Exercise requirements →
Give the number of lines below that hold the string "bronze", and nothing more.

Records to use →
* * * * * * * * *

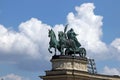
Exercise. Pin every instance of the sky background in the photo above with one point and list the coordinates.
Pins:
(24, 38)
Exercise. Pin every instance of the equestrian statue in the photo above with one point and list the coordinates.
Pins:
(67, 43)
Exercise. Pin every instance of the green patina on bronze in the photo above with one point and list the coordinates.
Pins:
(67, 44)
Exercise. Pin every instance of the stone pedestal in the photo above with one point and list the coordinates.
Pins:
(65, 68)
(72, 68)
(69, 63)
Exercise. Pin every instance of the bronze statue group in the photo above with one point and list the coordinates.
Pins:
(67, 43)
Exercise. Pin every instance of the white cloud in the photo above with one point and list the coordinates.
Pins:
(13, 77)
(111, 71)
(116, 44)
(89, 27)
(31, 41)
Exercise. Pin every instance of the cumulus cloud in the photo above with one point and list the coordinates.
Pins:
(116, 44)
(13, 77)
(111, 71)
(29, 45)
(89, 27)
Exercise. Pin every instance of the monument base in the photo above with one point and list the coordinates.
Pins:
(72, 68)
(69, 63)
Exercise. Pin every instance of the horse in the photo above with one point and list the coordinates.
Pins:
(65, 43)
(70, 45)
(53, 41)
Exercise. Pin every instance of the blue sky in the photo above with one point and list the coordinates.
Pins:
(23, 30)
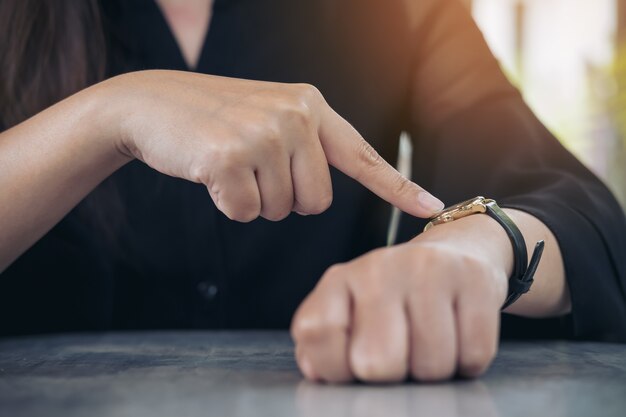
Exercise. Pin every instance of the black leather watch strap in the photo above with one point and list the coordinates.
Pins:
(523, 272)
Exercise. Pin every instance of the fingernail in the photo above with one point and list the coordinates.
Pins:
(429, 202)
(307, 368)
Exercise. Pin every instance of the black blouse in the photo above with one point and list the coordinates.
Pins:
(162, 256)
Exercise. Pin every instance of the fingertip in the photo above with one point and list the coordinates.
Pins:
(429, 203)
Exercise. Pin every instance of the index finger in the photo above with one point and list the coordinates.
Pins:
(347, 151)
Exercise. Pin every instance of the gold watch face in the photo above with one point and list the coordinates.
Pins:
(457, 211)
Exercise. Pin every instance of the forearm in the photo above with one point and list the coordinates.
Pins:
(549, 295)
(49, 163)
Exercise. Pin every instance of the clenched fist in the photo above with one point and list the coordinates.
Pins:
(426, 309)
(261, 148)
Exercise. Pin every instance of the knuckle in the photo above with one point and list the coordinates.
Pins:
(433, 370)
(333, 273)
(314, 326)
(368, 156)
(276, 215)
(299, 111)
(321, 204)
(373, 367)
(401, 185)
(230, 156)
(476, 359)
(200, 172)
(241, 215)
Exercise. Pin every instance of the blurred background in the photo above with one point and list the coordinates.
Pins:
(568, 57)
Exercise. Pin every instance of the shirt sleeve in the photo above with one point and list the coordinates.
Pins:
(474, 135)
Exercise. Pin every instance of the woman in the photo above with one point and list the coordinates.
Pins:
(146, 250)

* * * * * * * * *

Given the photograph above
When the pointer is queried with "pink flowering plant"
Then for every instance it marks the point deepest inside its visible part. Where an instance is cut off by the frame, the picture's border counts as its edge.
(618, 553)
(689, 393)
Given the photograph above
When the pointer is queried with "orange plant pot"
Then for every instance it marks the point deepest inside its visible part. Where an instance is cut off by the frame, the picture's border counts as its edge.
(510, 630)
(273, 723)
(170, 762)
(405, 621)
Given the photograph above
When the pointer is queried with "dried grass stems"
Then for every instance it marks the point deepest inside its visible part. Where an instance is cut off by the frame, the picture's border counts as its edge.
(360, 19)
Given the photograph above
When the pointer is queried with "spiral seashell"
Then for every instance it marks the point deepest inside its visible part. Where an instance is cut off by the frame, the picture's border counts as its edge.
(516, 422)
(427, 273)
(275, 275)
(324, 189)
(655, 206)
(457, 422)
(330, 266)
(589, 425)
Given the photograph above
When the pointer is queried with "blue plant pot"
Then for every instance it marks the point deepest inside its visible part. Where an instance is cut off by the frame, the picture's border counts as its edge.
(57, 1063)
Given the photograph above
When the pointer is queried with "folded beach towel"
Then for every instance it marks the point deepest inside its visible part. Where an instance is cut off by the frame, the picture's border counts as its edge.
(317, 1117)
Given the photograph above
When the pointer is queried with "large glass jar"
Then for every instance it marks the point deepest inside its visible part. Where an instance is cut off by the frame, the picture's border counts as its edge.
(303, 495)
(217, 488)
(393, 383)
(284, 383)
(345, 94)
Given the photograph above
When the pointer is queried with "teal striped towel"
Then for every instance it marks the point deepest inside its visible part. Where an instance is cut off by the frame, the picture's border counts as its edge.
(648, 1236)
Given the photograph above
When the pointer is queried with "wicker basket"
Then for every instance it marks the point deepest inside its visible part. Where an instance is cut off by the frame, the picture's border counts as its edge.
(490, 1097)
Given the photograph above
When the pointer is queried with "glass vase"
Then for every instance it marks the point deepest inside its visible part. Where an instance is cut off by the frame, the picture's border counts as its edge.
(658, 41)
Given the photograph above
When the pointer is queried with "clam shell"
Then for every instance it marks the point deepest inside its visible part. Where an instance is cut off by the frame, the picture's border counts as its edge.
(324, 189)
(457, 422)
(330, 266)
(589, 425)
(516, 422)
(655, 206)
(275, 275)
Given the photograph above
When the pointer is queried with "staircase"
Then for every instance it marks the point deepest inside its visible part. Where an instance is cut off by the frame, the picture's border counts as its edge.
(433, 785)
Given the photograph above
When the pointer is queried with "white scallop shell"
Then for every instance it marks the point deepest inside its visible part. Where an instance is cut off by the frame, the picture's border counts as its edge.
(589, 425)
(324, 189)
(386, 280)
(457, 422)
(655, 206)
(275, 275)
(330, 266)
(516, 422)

* * * * * * * * *

Answer below →
2